EXERCISE DETAILS: The records below are to be repeated in full, exactly as they are.

/---

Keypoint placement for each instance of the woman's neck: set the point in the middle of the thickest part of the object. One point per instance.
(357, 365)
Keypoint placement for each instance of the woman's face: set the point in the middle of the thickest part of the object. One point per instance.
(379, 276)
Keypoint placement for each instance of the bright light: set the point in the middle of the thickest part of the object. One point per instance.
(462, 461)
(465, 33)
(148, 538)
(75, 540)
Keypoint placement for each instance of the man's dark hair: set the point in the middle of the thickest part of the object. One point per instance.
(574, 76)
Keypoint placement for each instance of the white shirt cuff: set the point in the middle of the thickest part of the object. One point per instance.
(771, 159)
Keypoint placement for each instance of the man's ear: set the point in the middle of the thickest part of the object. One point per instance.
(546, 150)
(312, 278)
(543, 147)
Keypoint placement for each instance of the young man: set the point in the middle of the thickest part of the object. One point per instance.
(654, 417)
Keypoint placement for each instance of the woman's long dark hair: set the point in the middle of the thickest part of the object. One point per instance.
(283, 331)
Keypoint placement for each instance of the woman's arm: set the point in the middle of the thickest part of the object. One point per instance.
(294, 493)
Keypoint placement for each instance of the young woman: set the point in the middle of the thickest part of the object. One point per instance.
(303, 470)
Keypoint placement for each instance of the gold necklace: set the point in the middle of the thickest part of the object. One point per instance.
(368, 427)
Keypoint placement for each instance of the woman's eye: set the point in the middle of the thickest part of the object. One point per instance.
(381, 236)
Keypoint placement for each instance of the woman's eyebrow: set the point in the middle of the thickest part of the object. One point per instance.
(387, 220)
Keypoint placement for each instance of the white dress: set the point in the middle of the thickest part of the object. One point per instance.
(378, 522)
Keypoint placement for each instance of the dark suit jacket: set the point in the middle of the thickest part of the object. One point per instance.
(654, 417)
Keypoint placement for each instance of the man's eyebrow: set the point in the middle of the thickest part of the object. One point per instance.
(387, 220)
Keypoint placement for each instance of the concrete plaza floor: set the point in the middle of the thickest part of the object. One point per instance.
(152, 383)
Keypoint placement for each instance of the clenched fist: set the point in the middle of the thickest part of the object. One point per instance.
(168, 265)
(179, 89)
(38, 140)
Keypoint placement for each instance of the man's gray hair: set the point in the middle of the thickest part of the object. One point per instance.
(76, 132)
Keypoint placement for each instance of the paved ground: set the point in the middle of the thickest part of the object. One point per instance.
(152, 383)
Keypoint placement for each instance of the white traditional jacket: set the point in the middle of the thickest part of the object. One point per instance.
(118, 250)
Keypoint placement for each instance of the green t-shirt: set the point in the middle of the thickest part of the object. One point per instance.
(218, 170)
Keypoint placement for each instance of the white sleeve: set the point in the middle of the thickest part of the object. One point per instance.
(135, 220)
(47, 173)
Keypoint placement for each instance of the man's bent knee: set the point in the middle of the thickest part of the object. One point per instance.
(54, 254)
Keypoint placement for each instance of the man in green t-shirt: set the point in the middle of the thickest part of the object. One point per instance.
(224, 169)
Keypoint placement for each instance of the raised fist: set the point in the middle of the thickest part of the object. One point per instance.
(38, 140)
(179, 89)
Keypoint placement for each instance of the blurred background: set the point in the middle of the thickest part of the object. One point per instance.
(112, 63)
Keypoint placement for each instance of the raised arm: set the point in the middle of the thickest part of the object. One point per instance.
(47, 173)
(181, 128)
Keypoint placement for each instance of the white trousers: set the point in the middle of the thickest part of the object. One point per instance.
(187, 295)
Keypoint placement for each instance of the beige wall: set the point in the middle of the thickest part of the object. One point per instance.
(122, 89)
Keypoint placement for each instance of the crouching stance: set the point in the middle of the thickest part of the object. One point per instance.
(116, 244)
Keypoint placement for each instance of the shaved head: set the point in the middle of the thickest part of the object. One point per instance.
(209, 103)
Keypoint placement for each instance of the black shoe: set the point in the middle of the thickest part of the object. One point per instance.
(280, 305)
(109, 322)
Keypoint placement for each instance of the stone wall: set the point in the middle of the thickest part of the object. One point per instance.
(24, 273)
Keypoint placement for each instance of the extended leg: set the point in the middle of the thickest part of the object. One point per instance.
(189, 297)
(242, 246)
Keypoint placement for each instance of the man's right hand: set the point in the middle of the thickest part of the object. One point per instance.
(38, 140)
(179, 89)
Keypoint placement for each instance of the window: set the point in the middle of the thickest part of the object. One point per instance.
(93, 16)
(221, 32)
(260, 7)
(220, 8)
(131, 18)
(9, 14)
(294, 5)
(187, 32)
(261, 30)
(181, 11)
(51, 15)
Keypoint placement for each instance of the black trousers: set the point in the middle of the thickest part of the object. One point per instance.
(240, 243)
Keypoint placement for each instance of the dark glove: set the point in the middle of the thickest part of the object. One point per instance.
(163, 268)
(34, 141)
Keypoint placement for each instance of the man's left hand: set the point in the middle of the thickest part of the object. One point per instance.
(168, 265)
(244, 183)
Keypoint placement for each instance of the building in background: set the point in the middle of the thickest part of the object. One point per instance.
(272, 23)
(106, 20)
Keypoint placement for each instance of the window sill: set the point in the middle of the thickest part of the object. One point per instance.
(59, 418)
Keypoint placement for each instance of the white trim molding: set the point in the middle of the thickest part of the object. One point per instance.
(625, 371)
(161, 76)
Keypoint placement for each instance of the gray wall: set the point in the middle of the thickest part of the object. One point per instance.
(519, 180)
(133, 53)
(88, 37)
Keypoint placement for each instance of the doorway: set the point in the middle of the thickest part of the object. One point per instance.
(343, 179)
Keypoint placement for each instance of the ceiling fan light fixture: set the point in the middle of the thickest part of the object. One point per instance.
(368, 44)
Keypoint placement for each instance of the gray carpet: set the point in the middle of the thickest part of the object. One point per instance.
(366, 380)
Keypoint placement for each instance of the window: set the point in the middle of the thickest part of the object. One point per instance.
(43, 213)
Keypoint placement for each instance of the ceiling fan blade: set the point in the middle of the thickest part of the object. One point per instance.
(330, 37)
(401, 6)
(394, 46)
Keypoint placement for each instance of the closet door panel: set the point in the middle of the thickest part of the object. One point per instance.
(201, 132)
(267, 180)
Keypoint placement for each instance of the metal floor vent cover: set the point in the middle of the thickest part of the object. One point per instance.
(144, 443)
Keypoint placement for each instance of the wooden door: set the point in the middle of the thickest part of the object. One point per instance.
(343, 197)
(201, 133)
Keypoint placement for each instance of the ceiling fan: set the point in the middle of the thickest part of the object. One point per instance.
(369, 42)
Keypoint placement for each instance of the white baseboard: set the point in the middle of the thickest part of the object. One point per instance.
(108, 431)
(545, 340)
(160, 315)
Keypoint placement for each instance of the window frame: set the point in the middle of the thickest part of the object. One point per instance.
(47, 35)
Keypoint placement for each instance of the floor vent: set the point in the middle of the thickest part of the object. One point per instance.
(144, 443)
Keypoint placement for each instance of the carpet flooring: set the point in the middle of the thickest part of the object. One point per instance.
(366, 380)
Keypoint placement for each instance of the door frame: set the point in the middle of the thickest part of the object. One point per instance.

\---

COMPLETE RESPONSE:
Keypoint placement for each instance of the woman's neck: set the point in the middle of the thickest part of the object. One point per instance.
(357, 365)
Keypoint placement for each instance of the woman's face: set the point in the middle of the thickest part of the object. One point per instance.
(379, 276)
Keypoint placement for each instance of the bright light: set the point in the middle of the thickest part of the object. One point per instance.
(462, 461)
(465, 33)
(148, 538)
(75, 540)
Keypoint placement for each instance of the man's dark hair: set the point in the middle of the thickest part of the object. One point per instance.
(574, 76)
Keypoint placement for each instance of the white shirt cuff: set the point in the middle of the thickest part of the object. One point per instance.
(771, 159)
Keypoint placement for each instance of the man's ear: set the point in the middle of the thickest part of the object. One point per instance.
(546, 150)
(312, 278)
(543, 147)
Keypoint placement for each instance of the young man: set the point in the middle of the thickest part of the object. One point per instance.
(654, 417)
Keypoint placement for each instance of the woman's long dark hair: set the point in the middle of the thickest part of the object. One point per instance.
(283, 331)
Keypoint placement for each instance of the woman's arm: set the point in the middle of the thickest part of the object. One point per instance.
(294, 493)
Keypoint placement for each instance of the young woman: set the point in the middle of the thickest part of the object. One point per instance.
(303, 470)
Keypoint placement for each instance of the gold necklace: set the point in the middle of the thickest part of the object. One point per instance.
(368, 427)
Keypoint placement for each instance of the woman's eye: set the point in the middle of the thickest part of the object. One point per instance.
(381, 236)
Keypoint placement for each instance of the woman's eyebrow: set the point in the middle of the thickest part of the object. One point per instance.
(387, 220)
Keypoint placement for each instance of the white dress: set the point in the middle of the thickest part of the object. One point per instance.
(378, 522)
Keypoint placement for each instance of the dark suit jacket: set the point in the middle of the thickest part of the object. One point per instance.
(654, 417)
Keypoint placement for each instance of the man's eyebrow: set the point in the middle of the thickest part of the object. One point per instance.
(387, 220)
Keypoint placement for each instance of the concrete plaza floor: set the point in the middle of the thickest part of the object. One point per instance.
(152, 383)
Keypoint placement for each instance of the clenched fist: set the point in the middle of the thickest part of the object. One point per instance.
(168, 265)
(179, 89)
(38, 140)
Keypoint placement for each instance of the man's gray hair: set the point in the middle of the thickest part of the object. One point per instance.
(76, 132)
Keypoint placement for each instance of the paved ground: set the point in the middle of the thickest part of the object. One point per instance.
(152, 383)
Keypoint placement for each instance of the white traditional jacket: set the point in the middle of the thickest part of the object. One point per instance.
(118, 250)
Keypoint placement for each instance of the green t-shirt: set the point in the middle of the thickest part of the object. One point per instance.
(218, 170)
Keypoint placement for each instance of the white sleeve: set the point in the middle of the thickest part of the object. One point per instance.
(135, 220)
(47, 173)
Keypoint placement for each instance of the man's bent knee: set the point in the middle of the thickest part of the object. One point per instance.
(54, 254)
Keypoint placement for each instance of the man in green t-shirt: set the point in the middle of the thickest part of the object. One point per instance.
(224, 169)
Keypoint placement for each instance of the raised fist: set the point in the middle of the thickest part of the object. One point per instance.
(38, 140)
(179, 89)
Keypoint placement for each instance of the blurred background: set the point in the middle of the thickest part of the object. One point per instance.
(112, 63)
Keypoint placement for each instance of the raised arm: set the point in the middle of the thickest part of the object. One point per instance.
(47, 173)
(181, 128)
Keypoint placement for each instance of the white trousers: set the point in the middle of the thickest part of the object. One point per instance.
(187, 295)
Keypoint placement for each instance of the beige wall: set the point in the middle of the thickest part of the object. One point per instance.
(122, 89)
Keypoint placement for each instance of the crouching stance: set the point in the middle of the thickest part of the object. One point per instance.
(116, 244)
Keypoint placement for each instance of the shaved head: set the point in the middle of the thickest part of the object. One point per instance.
(209, 103)
Keypoint placement for each instance of the black shoe: set the point in the middle of the thickest part of the object. One point per instance.
(280, 305)
(109, 322)
Keypoint placement for each instance of the stone wall: set the point in the middle of the thickest part of the object. One point per instance.
(24, 273)
Keypoint placement for each instance of the extended leg: set the point in the middle of the thickest part of the object. One point per instance.
(189, 297)
(242, 246)
Keypoint placement for each instance of the man's right hand: set the point in the middle of the thickest part of the object. One point per instance.
(38, 140)
(179, 89)
Keypoint placement for each instance of the window: set the point in the middle of the thickest part of the object. One point per instance.
(93, 16)
(221, 32)
(260, 7)
(220, 8)
(131, 18)
(9, 14)
(294, 5)
(187, 32)
(261, 30)
(181, 11)
(51, 15)
Keypoint placement for each instance of the black trousers: set the point in the middle of the thickest part of the object. One point per instance.
(240, 243)
Keypoint placement for each instance of the dark glove: set the point in the middle of the thickest part of the object. One point per instance.
(163, 268)
(34, 141)
Keypoint placement for each instance of the man's left hand: set the point in the middle of the thickest part of the object. One point per instance.
(168, 265)
(244, 183)
Keypoint placement for each instance of the building in background: set the point in the middle of the thickest part of the object. One point per instance.
(272, 23)
(106, 20)
Keypoint placement for each instance of the window sill: set the point in the middle of the thickest part of the object. One point per instance.
(59, 418)
Keypoint placement for each instance of the white trim molding: set the point in the middle of the thickest part of the object. One point per instance.
(625, 371)
(161, 76)
Keypoint placement for each instance of the gray wall: set the point in the middle of the thickest part of the object. One point per instance.
(519, 180)
(133, 53)
(88, 37)
Keypoint placement for each instance of the doorway: set the point in the middle of the thickest part of the object. One point per instance.
(343, 179)
Keypoint placement for each instance of the ceiling fan light fixture: set the point in the middle of the thickest part of the object. One point per instance.
(368, 44)
Keypoint placement for each instance of the gray carpet: set the point in the middle of the thickest part of the object. One point per instance.
(366, 380)
Keypoint placement for each instance of the window: set the point in the middle of the thickest part of the object. One point per instance.
(43, 213)
Keypoint placement for each instance of the ceiling fan blade: set the point in the middle of the thickest part of the object. One point per instance.
(330, 37)
(401, 6)
(394, 46)
Keypoint placement for each instance of the closet door panel: set the point in the middle of the thickest part of the object. One point per instance.
(201, 132)
(267, 180)
Keypoint placement for each instance of the metal floor vent cover: set the point in the middle of the thickest part of the object. One point per instance.
(144, 443)
Keypoint placement for each instance of the wooden door: set the point in the middle of the thickest part of the object. One point per instance.
(343, 197)
(201, 133)
Keypoint placement for each instance of the ceiling fan: set the point in the middle of the thickest part of the object. One point per instance.
(369, 42)
Keypoint placement for each instance of the white baseboard: set the point in the middle of the thickest part of the object. One point per instance.
(108, 431)
(545, 340)
(160, 315)
Keypoint placement for each instance of the window frame: set the point in the middle of the thickest part of the object. One point per instance.
(47, 35)
Keypoint placement for each instance of the floor vent: set the point in the middle of the thickest part of the object. One point per instance.
(144, 443)
Keypoint placement for each instance of the carpet flooring: set the point in the middle of the thickest part of the object. One point per instance.
(366, 380)
Keypoint placement for each instance of the door frame: set the point in the middle of the thickest part of the object. One point per instance.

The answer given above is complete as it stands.